### Information given
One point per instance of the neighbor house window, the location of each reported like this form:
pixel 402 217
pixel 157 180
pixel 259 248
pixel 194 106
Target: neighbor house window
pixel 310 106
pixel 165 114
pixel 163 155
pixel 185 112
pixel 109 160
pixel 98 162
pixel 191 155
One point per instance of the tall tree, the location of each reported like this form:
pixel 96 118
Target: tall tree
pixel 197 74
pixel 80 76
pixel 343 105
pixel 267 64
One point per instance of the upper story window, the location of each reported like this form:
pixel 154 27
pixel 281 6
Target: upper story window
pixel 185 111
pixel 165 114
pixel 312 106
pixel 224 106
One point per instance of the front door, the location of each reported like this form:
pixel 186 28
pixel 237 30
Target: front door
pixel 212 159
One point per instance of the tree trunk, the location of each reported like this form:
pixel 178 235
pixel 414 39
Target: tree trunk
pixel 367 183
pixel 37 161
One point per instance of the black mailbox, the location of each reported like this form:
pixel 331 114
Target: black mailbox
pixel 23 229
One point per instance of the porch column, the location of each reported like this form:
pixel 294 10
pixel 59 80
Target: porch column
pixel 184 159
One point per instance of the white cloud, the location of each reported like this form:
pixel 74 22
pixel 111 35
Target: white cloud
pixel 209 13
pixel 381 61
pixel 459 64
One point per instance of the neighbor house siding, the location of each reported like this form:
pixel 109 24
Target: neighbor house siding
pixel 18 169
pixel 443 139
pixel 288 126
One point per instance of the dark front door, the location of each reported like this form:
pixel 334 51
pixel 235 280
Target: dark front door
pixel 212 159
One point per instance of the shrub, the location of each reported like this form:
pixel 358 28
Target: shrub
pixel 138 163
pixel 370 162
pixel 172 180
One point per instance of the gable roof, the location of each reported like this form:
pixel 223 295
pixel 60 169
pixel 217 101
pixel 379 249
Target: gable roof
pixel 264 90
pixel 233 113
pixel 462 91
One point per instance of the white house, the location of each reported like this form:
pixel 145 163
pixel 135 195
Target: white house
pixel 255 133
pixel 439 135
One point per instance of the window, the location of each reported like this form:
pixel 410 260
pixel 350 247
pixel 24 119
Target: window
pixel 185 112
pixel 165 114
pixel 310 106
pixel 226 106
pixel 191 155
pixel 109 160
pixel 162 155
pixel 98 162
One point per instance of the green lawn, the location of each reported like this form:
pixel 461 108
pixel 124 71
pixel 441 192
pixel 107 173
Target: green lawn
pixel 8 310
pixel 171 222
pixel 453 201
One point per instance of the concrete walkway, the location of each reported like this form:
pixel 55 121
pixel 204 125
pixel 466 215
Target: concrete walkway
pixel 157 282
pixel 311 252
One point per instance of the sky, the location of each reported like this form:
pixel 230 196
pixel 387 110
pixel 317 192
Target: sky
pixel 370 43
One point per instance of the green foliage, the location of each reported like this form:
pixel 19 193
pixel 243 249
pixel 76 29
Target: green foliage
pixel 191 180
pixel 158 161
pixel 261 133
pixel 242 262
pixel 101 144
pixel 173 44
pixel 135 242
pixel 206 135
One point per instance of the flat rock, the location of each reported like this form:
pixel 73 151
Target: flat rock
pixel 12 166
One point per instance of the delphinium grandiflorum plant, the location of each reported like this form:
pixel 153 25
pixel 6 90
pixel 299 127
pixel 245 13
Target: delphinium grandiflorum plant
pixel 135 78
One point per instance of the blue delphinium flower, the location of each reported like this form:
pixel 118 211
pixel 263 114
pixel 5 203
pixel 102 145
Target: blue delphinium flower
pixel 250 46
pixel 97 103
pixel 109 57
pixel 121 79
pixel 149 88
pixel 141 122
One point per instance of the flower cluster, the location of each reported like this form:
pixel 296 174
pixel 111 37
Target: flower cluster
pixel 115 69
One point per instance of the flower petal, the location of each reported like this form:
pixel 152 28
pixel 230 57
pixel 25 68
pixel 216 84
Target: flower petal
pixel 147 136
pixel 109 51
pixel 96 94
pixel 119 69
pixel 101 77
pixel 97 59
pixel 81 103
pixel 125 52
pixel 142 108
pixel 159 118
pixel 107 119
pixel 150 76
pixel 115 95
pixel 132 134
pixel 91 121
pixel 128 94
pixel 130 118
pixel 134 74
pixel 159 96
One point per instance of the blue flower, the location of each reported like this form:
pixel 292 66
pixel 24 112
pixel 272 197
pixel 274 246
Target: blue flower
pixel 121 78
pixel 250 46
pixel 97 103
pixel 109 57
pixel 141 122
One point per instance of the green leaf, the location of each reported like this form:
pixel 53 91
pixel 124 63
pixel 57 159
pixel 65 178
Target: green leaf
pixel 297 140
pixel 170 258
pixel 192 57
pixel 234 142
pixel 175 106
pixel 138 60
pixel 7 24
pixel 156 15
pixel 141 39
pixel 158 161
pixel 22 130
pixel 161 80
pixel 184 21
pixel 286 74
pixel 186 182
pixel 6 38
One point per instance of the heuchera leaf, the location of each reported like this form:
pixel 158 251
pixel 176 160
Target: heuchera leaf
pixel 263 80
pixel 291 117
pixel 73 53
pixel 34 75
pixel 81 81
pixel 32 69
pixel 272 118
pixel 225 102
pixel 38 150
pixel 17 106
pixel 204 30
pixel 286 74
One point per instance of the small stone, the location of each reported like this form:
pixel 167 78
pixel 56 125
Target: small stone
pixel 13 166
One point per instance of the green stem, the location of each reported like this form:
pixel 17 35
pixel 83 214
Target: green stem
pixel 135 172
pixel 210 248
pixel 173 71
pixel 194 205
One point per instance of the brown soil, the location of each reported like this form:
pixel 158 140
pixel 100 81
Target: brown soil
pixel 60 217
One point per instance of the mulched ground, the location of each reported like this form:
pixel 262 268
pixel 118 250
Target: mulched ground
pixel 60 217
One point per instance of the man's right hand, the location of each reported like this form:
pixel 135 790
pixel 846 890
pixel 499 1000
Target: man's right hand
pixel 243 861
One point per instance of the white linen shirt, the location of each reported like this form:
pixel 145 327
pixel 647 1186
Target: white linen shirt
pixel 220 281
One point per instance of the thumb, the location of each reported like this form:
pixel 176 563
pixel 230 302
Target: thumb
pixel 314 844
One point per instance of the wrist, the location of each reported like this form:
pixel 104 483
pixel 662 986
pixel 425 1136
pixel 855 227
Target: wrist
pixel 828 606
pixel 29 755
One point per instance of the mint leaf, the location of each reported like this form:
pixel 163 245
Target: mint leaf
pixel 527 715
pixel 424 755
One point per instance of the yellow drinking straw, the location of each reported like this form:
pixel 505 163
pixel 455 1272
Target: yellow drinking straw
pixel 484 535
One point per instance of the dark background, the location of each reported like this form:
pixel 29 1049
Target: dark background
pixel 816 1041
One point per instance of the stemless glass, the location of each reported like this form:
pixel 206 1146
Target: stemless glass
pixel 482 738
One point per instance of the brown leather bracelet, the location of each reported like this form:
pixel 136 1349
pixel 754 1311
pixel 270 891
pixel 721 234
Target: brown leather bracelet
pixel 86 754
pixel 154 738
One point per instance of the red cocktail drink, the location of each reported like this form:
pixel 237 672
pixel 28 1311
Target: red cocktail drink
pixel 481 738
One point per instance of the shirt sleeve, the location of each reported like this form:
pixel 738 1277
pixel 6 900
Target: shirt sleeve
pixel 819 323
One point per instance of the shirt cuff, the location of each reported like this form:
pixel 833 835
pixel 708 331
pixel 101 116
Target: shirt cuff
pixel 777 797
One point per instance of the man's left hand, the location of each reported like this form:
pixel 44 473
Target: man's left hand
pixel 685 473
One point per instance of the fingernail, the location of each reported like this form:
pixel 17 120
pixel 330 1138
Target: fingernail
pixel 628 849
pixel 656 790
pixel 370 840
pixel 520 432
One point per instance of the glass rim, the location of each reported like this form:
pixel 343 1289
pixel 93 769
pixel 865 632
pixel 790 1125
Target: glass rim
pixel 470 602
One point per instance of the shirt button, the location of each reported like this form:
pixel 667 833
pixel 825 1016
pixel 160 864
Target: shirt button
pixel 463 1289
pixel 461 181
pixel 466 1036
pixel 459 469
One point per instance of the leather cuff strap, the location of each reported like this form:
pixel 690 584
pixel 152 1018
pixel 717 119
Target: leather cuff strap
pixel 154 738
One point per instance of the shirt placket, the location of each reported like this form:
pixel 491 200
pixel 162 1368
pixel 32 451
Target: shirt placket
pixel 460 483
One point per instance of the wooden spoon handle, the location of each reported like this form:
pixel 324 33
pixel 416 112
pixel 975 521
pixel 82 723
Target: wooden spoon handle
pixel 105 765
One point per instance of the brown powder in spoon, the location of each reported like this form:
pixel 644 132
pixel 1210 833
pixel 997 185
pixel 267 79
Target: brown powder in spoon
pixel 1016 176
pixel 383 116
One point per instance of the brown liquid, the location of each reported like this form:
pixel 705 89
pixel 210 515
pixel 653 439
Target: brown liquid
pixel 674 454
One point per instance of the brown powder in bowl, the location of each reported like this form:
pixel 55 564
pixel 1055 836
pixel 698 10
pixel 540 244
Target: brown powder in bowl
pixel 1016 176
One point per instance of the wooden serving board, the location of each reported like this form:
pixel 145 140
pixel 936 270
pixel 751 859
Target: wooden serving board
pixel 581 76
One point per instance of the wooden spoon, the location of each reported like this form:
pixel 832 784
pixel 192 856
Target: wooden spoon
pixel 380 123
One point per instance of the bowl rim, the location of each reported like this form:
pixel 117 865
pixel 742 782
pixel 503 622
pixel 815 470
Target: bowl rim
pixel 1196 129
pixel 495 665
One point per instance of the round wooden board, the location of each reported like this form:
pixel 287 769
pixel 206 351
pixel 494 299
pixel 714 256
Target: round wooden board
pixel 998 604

### Problem statement
Duplicate the lines above without any change, from the line containing "One point per instance of the green leaf, the" up to and including the line containing "pixel 13 166".

### Written answer
One point per instance of the green leaf, the location of each reported like this form:
pixel 53 91
pixel 124 63
pixel 57 159
pixel 65 178
Target: green leaf
pixel 297 140
pixel 170 258
pixel 192 57
pixel 234 142
pixel 175 106
pixel 138 60
pixel 7 24
pixel 156 15
pixel 141 39
pixel 158 161
pixel 22 130
pixel 161 80
pixel 184 21
pixel 286 74
pixel 186 182
pixel 6 38
One point per instance of the heuchera leaf, the location of each reported like this form:
pixel 158 251
pixel 176 160
Target: heuchera leaf
pixel 263 80
pixel 291 117
pixel 73 53
pixel 34 75
pixel 81 81
pixel 32 69
pixel 272 118
pixel 225 102
pixel 38 150
pixel 17 106
pixel 204 30
pixel 286 74
One point per instance of the small stone, the location of each reported like this form:
pixel 167 78
pixel 56 125
Target: small stone
pixel 13 166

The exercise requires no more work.